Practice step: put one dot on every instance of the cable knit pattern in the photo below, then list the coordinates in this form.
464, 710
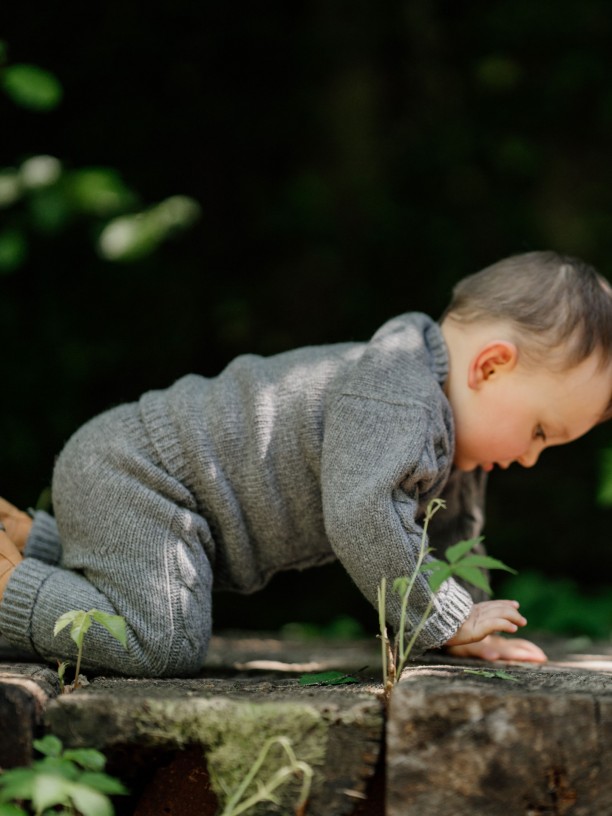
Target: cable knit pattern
278, 463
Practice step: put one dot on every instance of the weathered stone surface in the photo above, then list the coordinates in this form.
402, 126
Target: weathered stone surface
25, 690
337, 731
460, 744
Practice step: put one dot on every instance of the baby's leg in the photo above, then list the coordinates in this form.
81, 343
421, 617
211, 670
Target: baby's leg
132, 545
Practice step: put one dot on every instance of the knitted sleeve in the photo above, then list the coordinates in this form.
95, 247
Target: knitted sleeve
380, 464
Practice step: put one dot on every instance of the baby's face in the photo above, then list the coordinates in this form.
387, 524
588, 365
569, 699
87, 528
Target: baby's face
514, 416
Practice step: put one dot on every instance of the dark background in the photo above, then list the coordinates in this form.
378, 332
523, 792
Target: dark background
351, 161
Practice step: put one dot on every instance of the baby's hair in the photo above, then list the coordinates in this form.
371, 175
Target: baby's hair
554, 302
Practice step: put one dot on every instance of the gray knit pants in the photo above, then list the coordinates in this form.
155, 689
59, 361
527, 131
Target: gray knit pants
135, 546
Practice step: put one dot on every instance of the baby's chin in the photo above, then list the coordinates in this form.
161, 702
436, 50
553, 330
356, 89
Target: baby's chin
464, 465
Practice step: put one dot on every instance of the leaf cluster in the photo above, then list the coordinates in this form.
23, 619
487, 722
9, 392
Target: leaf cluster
71, 779
459, 563
80, 622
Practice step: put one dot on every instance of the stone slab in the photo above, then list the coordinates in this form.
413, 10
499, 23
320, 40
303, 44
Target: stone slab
25, 690
460, 743
336, 730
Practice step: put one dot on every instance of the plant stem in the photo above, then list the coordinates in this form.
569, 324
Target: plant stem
75, 685
403, 651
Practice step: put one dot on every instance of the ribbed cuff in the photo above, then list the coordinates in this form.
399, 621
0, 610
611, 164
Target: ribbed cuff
454, 604
43, 542
16, 608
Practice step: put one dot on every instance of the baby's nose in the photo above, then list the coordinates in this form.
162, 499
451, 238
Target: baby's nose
529, 458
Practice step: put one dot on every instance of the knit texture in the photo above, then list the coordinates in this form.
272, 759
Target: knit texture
282, 462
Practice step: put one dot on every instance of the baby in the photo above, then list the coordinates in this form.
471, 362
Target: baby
322, 453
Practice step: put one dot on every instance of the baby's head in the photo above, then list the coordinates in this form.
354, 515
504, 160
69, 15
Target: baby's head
530, 345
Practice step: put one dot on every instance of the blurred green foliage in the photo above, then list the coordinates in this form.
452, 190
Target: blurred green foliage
559, 605
347, 167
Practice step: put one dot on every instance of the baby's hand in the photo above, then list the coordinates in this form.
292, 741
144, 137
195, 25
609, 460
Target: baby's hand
486, 618
476, 638
496, 647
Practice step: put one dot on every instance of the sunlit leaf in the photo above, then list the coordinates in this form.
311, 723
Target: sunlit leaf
32, 87
66, 619
8, 809
439, 576
40, 171
115, 624
474, 576
130, 237
16, 783
99, 191
10, 187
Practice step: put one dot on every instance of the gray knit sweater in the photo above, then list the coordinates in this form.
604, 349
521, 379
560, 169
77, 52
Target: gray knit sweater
277, 463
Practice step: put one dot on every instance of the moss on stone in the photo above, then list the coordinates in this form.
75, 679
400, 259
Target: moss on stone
232, 734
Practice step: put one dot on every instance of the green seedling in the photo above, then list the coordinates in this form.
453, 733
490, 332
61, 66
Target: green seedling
240, 801
80, 623
460, 562
331, 678
69, 782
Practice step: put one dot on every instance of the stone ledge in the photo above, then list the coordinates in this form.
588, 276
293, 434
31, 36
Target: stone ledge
460, 744
457, 743
25, 691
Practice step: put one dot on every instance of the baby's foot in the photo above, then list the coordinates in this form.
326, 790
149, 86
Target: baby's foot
16, 523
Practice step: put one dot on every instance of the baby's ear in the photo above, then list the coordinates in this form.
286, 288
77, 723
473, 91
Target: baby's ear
497, 357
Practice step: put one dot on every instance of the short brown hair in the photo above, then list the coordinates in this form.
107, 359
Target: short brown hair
552, 300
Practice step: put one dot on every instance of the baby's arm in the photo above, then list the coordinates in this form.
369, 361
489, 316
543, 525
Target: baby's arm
476, 636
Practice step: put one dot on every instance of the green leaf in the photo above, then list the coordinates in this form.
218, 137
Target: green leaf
330, 678
90, 802
99, 191
49, 745
80, 627
8, 809
400, 585
486, 562
472, 575
115, 624
458, 550
16, 784
87, 758
439, 576
32, 87
65, 620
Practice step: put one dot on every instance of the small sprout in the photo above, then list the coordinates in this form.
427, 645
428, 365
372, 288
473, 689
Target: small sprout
459, 563
240, 801
80, 623
72, 779
330, 678
491, 674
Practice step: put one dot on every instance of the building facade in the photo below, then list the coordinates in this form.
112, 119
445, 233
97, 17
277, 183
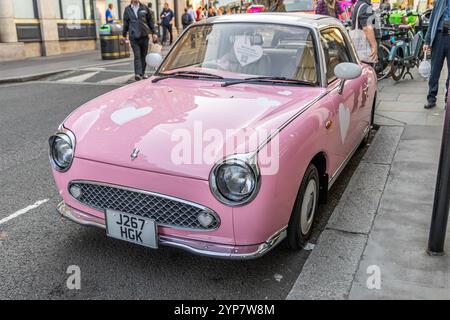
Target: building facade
32, 28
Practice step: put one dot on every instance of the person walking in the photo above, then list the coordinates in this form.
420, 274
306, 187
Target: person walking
363, 15
109, 14
138, 26
186, 19
330, 8
192, 13
166, 22
437, 40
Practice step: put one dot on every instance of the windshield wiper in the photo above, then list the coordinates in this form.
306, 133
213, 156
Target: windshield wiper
268, 79
196, 74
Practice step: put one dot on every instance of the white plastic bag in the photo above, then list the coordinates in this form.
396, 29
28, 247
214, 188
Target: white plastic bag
425, 67
360, 41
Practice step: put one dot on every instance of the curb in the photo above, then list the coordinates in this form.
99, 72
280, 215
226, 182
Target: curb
330, 269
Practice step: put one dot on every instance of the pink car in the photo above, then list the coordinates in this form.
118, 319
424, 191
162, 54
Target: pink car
229, 147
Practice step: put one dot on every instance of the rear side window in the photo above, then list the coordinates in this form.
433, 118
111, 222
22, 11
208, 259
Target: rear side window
335, 50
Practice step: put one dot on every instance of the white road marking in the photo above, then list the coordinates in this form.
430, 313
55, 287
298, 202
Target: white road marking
80, 78
119, 79
22, 211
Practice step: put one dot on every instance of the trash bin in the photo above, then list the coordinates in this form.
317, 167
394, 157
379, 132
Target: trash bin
112, 45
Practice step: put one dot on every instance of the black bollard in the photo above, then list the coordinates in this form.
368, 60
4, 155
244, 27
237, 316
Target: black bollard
441, 204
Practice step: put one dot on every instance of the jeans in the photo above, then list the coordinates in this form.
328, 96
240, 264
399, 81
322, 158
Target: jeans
439, 52
140, 50
167, 28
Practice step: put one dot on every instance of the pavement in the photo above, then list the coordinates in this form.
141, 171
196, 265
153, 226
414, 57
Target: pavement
375, 224
37, 246
374, 244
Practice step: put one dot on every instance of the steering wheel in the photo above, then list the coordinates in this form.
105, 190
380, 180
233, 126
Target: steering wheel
212, 65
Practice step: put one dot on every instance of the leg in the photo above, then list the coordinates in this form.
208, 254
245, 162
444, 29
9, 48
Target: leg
164, 34
447, 39
137, 56
170, 33
437, 62
144, 51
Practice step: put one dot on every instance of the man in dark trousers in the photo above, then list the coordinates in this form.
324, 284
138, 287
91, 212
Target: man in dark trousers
166, 22
139, 25
438, 40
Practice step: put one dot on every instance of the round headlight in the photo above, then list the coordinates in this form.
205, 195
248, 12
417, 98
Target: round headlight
234, 182
61, 151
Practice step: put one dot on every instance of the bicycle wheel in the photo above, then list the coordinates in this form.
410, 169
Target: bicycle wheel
397, 69
383, 67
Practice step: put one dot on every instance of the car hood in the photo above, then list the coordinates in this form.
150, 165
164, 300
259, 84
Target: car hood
179, 126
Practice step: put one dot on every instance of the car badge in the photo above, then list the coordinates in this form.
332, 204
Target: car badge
134, 154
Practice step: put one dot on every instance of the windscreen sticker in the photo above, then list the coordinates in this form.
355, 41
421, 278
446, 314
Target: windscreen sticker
245, 52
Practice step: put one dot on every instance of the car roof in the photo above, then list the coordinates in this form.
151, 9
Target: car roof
294, 18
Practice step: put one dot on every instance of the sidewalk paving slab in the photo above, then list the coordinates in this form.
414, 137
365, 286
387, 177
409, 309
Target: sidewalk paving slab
395, 237
384, 145
328, 272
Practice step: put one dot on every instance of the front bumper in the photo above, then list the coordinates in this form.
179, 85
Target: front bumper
194, 246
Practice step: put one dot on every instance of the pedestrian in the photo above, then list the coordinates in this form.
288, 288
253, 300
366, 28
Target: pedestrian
109, 14
277, 6
192, 13
139, 26
330, 8
363, 16
204, 14
186, 19
198, 13
437, 40
166, 22
152, 12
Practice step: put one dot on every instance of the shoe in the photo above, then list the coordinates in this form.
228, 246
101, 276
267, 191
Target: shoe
429, 105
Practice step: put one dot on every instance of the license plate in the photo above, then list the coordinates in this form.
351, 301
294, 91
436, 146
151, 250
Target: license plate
131, 228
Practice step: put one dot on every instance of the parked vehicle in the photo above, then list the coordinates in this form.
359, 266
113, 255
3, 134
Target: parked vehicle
406, 51
288, 87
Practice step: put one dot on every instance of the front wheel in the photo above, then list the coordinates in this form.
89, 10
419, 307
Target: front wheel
305, 208
383, 67
397, 69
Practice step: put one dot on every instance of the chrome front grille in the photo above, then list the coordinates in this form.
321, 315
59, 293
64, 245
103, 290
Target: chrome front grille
165, 210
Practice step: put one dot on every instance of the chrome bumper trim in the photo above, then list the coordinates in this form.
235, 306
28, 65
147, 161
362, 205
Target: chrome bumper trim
198, 247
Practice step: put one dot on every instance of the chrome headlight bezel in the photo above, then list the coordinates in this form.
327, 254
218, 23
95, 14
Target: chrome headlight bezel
68, 137
247, 161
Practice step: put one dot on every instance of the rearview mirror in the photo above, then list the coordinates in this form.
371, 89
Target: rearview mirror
347, 70
153, 60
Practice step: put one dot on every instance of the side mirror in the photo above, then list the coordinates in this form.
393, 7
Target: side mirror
347, 71
153, 60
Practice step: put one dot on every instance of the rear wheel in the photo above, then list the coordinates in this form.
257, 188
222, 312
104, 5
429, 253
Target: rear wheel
383, 67
305, 208
397, 69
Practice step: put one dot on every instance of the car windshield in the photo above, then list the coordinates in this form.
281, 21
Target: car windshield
242, 50
299, 5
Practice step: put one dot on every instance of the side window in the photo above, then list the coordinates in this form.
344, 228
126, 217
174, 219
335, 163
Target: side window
335, 50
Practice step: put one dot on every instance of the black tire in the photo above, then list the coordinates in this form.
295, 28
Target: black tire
296, 236
383, 67
397, 69
365, 141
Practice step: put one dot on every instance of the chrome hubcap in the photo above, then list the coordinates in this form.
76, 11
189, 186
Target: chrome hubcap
308, 207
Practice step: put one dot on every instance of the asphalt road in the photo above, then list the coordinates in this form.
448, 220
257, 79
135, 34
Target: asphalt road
38, 246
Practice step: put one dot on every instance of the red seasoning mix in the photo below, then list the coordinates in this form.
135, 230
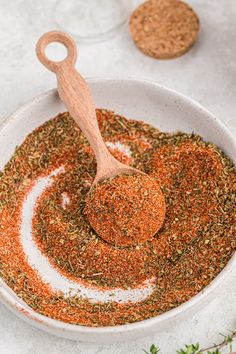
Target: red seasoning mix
52, 258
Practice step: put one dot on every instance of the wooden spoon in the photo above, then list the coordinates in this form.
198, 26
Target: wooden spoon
145, 212
75, 93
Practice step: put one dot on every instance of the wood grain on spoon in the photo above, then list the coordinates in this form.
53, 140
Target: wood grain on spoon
75, 93
141, 210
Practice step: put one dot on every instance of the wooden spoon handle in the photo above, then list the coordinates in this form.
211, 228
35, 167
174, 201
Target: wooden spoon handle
75, 93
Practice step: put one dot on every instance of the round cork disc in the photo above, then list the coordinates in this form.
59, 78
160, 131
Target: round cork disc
164, 29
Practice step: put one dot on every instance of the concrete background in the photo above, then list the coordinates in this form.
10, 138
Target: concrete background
207, 74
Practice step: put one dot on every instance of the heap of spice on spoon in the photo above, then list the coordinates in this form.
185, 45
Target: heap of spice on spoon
124, 206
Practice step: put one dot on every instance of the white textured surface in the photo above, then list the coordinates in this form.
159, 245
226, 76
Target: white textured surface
207, 74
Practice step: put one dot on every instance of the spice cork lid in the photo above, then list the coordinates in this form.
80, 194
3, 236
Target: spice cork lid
164, 29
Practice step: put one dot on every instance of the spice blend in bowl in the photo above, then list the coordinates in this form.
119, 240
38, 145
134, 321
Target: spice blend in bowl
126, 210
43, 189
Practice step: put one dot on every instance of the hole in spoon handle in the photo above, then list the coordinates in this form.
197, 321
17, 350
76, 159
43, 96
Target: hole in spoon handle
56, 37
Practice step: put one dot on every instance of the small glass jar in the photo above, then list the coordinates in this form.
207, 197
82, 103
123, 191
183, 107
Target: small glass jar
92, 20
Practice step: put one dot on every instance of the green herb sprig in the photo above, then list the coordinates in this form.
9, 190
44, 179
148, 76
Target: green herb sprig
194, 348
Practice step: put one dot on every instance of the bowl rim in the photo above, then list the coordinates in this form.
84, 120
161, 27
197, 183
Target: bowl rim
12, 301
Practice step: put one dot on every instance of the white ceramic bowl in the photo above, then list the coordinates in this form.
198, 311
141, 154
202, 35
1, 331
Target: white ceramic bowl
161, 107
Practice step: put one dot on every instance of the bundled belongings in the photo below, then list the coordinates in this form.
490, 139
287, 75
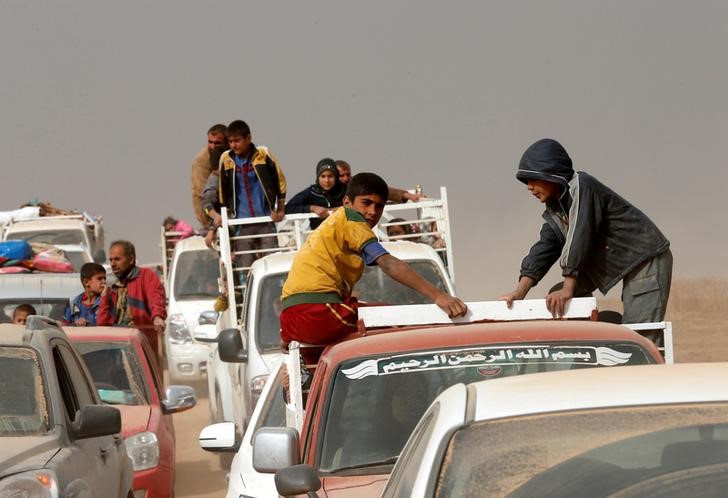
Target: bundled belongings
25, 213
15, 249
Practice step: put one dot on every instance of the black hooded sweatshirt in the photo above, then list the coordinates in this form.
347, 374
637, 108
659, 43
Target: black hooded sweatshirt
314, 195
597, 236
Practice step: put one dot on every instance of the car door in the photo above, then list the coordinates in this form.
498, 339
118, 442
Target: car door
103, 456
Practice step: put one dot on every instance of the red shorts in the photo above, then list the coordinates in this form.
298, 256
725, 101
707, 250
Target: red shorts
320, 323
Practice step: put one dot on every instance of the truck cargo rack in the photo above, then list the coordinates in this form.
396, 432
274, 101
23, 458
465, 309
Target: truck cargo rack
293, 230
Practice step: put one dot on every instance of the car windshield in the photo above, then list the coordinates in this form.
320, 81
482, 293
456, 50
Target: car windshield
23, 405
52, 237
52, 308
599, 452
195, 275
117, 372
376, 402
374, 287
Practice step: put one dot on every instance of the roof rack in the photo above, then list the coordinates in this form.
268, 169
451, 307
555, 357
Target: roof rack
431, 314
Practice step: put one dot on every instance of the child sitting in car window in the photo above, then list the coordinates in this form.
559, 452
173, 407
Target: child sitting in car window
81, 310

*Task item*
Your answer should consist of each line above in which "below" appears.

*Completed task*
Practice step: put one dot on every instance of the cable knit pattern in the photo below, then list the coordinates in this form.
Practice step: put one dot on every instance of the building facade in the photo below, then list the coordinates in this form.
Practice step: put one dot on every instance of the red seasoning mix in the photo below, then list the coordinates in this form.
Practice step: put one dot on every instance of the bundled belongings in the photo below, then list the coordinates in this form.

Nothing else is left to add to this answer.